# What you need to do
What is needed is every line, exactly as given, from the line containing "garden lamp post --> bounding box" through the end of the data below.
━━━━━━━━━━━━━━━━
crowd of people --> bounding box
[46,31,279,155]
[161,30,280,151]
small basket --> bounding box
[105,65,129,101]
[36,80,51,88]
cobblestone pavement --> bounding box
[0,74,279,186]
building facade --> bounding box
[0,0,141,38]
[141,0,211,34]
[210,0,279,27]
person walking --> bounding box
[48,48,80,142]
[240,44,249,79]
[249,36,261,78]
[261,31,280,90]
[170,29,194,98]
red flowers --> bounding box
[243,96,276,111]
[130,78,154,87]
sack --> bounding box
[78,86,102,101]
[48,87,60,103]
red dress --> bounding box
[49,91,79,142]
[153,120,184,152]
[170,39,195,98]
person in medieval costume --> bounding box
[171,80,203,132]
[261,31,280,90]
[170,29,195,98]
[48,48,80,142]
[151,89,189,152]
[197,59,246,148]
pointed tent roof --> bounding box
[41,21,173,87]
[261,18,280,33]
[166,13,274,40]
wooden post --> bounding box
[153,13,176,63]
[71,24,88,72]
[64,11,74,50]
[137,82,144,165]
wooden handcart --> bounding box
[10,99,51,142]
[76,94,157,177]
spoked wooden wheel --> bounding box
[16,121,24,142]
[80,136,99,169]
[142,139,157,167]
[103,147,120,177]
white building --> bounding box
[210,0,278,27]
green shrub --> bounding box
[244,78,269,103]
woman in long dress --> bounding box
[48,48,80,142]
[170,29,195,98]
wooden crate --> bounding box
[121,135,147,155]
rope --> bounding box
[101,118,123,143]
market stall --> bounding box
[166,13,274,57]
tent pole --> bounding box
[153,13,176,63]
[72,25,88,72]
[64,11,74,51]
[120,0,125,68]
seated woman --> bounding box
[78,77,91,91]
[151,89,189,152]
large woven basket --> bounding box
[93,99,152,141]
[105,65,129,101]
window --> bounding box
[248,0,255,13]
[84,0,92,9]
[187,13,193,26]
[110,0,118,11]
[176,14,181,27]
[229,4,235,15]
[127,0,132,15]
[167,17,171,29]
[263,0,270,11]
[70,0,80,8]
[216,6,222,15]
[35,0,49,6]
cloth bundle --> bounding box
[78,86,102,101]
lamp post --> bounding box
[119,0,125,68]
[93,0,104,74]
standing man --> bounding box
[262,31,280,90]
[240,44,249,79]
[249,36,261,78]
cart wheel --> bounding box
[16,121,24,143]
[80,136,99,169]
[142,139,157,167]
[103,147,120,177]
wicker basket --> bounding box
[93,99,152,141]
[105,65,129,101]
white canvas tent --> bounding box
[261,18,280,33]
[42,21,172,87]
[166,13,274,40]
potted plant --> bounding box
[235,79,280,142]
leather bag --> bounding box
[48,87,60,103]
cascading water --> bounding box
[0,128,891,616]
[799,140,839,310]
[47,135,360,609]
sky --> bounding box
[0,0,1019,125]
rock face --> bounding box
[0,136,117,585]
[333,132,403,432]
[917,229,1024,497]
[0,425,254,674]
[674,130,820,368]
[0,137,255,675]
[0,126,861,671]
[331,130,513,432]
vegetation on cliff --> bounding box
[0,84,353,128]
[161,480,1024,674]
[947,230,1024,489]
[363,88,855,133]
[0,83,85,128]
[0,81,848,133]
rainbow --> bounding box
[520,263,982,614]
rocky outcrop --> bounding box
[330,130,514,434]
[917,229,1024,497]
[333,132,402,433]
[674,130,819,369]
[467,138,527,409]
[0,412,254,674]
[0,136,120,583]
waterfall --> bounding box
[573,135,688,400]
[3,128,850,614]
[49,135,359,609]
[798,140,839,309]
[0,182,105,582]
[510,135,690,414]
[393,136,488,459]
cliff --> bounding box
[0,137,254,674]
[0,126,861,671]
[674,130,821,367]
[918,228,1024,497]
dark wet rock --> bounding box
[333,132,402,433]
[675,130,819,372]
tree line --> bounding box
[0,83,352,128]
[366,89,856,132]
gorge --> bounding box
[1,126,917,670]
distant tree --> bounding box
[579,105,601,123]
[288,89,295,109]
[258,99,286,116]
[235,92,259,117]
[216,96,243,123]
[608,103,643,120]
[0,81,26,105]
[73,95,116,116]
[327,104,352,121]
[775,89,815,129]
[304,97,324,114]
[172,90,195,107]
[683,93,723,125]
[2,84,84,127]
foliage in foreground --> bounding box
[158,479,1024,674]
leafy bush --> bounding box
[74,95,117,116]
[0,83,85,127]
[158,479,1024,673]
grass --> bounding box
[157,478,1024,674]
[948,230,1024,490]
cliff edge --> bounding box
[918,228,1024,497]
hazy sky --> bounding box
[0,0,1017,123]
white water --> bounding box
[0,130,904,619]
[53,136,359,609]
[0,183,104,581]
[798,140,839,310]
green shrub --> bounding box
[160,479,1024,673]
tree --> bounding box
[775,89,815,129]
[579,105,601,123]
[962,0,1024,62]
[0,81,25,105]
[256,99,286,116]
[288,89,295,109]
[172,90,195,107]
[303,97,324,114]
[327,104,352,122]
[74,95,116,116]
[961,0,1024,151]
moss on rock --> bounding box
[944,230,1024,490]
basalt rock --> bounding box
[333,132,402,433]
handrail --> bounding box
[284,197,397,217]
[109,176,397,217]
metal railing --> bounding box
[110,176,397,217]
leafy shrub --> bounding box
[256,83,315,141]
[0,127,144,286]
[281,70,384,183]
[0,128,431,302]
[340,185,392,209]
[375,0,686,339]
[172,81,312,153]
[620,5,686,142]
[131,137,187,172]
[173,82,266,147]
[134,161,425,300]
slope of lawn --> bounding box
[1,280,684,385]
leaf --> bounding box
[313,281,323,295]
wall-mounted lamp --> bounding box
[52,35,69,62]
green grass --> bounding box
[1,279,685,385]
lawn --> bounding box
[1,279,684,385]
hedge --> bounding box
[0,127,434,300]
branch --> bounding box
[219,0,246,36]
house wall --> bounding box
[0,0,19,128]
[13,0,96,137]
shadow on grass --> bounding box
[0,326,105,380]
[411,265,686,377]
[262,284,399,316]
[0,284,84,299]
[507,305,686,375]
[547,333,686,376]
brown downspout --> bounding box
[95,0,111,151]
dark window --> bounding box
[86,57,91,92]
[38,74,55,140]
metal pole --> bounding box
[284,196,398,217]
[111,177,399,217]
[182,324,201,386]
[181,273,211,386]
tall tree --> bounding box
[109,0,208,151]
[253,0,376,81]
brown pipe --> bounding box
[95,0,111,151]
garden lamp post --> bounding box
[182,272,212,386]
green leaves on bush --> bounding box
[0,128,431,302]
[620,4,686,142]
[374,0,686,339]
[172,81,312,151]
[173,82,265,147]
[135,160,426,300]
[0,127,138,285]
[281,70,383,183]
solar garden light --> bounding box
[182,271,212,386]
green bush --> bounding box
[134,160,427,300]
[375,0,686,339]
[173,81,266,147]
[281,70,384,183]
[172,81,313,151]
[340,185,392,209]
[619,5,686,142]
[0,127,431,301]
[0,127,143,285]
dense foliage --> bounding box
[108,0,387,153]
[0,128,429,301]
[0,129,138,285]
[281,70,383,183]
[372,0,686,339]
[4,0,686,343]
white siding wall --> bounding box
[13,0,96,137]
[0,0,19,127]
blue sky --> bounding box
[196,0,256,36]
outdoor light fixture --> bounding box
━━━━━━━━━━━━━━━━
# Written solution
garden lamp post --> bounding box
[182,272,212,386]
green leaves on bush --> bounding box
[0,128,431,302]
[620,4,686,142]
[374,0,686,339]
[172,81,312,151]
[173,82,265,147]
[135,160,426,300]
[0,127,138,285]
[281,70,383,183]
solar garden light --> bounding box
[182,271,212,386]
green bush --> bounding box
[134,160,427,300]
[375,0,686,339]
[173,81,266,147]
[281,70,384,183]
[172,81,313,151]
[340,185,392,209]
[619,5,686,142]
[0,127,431,301]
[0,127,143,285]
dense foliage --> bounding box
[108,0,387,153]
[0,128,429,301]
[0,129,138,285]
[281,70,383,183]
[372,0,686,339]
[4,0,686,343]
white siding wall --> bounding box
[13,0,96,137]
[0,0,19,127]
blue sky --> bounding box
[196,0,256,36]
outdoor light fixture --> bounding box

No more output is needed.